DATA LISTING
= = = = =
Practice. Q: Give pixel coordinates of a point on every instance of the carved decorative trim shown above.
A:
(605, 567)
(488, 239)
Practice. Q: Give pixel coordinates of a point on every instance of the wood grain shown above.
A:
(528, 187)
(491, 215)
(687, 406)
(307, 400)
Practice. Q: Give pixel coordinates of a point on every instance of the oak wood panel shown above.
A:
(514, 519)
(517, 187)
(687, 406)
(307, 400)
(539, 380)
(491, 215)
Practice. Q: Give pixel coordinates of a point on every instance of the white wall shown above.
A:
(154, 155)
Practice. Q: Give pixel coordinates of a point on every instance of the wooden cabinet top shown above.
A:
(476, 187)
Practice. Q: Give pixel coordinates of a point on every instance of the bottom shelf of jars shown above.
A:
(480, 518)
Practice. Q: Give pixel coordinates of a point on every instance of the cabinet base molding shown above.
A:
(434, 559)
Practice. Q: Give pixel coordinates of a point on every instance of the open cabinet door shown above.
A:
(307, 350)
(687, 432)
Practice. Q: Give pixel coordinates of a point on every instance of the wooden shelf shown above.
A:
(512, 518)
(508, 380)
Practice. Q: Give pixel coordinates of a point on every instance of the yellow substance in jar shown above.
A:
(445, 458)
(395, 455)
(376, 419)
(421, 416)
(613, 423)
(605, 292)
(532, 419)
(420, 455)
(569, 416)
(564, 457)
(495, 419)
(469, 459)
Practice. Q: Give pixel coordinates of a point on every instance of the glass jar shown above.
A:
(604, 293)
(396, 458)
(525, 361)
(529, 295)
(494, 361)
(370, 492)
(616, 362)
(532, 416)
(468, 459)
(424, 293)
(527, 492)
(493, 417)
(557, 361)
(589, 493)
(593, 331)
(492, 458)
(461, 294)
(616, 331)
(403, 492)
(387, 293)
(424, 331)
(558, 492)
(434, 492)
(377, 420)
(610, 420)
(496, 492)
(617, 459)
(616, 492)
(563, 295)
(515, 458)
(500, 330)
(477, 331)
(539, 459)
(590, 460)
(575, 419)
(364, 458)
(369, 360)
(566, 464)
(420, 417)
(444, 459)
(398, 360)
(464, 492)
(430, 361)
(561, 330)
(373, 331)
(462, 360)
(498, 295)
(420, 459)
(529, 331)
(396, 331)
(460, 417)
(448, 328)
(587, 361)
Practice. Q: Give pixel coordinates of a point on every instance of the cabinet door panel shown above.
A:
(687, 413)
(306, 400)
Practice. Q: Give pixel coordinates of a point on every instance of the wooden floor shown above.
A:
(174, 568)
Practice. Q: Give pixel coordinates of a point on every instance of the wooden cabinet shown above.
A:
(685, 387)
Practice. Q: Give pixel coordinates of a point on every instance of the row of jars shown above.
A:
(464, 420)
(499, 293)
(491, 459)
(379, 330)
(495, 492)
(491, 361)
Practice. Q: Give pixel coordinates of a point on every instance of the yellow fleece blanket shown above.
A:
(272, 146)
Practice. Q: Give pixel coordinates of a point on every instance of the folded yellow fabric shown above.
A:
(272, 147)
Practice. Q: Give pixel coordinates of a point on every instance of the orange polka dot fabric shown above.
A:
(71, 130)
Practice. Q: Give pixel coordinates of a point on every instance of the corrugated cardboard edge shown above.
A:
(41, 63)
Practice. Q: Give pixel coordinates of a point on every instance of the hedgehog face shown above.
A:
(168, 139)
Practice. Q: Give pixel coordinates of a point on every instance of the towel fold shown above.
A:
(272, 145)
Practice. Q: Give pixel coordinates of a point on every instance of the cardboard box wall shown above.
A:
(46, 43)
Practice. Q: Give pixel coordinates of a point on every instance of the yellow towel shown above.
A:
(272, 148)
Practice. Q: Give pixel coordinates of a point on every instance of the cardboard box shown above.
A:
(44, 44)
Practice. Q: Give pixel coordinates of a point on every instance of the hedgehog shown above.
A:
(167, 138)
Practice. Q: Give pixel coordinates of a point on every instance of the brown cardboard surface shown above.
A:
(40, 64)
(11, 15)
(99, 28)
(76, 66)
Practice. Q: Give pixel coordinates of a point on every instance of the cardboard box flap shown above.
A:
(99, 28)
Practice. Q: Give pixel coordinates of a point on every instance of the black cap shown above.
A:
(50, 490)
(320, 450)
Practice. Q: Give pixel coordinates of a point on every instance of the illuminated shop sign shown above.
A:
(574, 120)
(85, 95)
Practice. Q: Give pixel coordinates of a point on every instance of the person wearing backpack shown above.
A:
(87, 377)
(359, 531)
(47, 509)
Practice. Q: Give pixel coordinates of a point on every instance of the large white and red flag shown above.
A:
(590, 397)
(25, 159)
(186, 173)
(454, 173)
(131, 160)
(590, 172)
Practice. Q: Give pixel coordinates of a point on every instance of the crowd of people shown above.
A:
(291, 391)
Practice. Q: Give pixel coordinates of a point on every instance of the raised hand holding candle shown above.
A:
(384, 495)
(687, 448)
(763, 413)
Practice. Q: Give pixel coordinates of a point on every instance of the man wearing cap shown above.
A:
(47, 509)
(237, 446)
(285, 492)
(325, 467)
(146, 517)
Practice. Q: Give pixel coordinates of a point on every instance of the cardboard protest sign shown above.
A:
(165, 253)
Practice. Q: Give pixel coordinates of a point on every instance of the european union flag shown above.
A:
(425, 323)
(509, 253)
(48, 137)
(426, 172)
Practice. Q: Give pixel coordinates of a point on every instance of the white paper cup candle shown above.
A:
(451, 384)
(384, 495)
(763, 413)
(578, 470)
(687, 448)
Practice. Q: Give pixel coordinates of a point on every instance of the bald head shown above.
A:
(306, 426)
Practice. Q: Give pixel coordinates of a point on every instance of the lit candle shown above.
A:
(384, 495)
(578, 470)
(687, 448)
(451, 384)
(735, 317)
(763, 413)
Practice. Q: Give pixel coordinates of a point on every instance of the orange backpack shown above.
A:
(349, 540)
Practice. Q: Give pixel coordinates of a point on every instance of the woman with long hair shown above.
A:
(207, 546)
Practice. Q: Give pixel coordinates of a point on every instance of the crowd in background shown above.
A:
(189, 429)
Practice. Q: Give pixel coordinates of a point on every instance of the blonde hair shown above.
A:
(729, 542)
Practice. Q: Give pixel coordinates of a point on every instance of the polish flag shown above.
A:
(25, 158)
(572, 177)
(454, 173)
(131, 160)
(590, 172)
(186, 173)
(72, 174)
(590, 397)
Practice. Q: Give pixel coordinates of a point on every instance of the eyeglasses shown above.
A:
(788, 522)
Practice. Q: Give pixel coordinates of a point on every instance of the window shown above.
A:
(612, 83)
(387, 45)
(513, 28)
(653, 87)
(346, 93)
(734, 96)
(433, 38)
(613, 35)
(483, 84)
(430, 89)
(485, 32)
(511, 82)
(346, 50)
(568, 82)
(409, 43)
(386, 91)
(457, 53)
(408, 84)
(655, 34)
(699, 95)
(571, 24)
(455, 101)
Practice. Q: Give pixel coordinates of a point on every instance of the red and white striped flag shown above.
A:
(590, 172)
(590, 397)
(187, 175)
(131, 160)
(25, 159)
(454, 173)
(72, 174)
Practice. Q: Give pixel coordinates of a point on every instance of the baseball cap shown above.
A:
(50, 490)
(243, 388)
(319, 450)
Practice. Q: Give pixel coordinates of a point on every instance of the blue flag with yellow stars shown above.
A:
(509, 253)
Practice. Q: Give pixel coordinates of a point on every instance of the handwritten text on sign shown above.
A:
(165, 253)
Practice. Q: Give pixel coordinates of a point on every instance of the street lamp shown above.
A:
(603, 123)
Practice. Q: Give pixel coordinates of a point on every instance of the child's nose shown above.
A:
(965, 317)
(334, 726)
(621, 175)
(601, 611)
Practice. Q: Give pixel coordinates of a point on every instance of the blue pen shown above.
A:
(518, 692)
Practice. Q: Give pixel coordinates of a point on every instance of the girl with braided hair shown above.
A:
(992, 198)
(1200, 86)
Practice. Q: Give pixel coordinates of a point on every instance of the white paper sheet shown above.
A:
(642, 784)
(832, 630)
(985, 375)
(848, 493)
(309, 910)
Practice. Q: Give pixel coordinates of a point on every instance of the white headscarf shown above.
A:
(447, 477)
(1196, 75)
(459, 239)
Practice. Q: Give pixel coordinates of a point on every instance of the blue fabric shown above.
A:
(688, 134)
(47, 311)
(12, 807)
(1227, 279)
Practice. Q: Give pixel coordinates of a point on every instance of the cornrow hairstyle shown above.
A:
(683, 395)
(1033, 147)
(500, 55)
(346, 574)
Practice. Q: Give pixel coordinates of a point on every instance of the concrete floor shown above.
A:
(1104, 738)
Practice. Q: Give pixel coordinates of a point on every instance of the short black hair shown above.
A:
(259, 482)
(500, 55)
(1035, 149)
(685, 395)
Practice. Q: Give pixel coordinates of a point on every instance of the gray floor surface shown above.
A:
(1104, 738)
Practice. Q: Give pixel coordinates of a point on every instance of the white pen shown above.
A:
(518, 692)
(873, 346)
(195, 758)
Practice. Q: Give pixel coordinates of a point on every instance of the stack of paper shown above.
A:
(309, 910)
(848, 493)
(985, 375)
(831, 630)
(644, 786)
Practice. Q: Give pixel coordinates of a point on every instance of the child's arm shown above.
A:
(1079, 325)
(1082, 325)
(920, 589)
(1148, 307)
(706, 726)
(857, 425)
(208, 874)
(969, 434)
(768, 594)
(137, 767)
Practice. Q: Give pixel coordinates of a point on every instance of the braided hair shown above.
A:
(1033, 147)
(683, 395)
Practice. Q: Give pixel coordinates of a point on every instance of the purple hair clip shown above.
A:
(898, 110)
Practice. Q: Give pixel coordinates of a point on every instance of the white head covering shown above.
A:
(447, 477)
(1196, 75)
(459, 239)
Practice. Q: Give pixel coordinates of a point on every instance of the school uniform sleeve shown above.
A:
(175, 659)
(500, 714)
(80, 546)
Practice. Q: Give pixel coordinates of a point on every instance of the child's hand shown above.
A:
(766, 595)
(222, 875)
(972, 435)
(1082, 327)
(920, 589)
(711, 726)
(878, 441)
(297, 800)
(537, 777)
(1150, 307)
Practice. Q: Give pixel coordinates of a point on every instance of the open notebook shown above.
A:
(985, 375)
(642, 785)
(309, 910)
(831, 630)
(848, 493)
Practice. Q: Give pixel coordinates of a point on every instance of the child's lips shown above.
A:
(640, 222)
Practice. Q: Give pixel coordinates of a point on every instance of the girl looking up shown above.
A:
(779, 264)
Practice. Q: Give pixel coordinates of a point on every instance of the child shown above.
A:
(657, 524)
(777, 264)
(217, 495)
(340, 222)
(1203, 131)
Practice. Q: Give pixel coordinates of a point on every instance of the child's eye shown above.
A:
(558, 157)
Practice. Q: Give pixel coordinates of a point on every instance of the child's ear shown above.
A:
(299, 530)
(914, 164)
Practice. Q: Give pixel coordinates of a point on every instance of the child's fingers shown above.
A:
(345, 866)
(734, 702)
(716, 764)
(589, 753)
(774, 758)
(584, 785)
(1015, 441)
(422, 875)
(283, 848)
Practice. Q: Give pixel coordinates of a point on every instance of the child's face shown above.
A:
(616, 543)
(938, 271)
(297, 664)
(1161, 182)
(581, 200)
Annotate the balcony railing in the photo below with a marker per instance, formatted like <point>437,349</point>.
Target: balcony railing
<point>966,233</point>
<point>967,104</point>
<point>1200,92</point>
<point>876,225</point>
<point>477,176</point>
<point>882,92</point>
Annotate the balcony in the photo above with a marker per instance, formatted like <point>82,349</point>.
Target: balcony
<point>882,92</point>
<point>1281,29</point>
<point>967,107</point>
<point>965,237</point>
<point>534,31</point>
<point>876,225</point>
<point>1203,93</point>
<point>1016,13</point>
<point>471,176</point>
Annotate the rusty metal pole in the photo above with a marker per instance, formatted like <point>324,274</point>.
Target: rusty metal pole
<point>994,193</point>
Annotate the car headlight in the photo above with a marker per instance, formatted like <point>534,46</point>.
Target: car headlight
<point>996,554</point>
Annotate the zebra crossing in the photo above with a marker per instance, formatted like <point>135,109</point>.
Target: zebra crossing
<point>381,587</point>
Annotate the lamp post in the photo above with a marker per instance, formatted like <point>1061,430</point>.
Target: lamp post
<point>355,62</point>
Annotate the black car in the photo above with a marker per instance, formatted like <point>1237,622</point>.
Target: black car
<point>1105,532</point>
= = = = =
WHAT IS BEING ASKED
Begin with the line that contains "fingers shown above." and end with the last line of the records; set down every line in that span exactly, and nothing else.

EXERCISE SOLUTION
Practice. Q: Give pixel coordinates of a point on every instance of the child's fingers shown above.
A:
(345, 866)
(734, 702)
(716, 764)
(589, 753)
(774, 758)
(584, 785)
(1015, 441)
(422, 875)
(283, 848)
Practice. Q: Give pixel coordinates of a point on every instance of the child's face shown above.
A:
(616, 543)
(938, 271)
(297, 664)
(1161, 182)
(581, 200)
Annotate the balcony railing in the photo below with a marker per instance, formatted like <point>437,349</point>.
Target: balcony railing
<point>966,233</point>
<point>967,104</point>
<point>1200,92</point>
<point>876,225</point>
<point>477,176</point>
<point>882,92</point>
Annotate the balcony in the photo above with a marker per instance, formatted like <point>82,349</point>.
Target: balcony
<point>882,92</point>
<point>1281,29</point>
<point>967,107</point>
<point>965,237</point>
<point>534,31</point>
<point>876,225</point>
<point>1203,93</point>
<point>1016,13</point>
<point>471,176</point>
Annotate the rusty metal pole in the photo above with a marker per instance, formatted like <point>324,274</point>.
Target: rusty metal pole
<point>994,193</point>
Annotate the car headlight in the photo above with a marker per instance, formatted like <point>534,46</point>.
Target: car headlight
<point>996,554</point>
Annotate the zebra crossing in the photo above with a marker per instance, formatted like <point>135,109</point>.
Target: zebra crossing
<point>381,587</point>
Annotate the lamp post in the photo above with a marker per instance, formatted like <point>1061,430</point>.
Target: lamp post
<point>355,62</point>
Annotate the black car in the photo above with a marker per instance, formatted like <point>1237,622</point>.
Target: black car
<point>1105,532</point>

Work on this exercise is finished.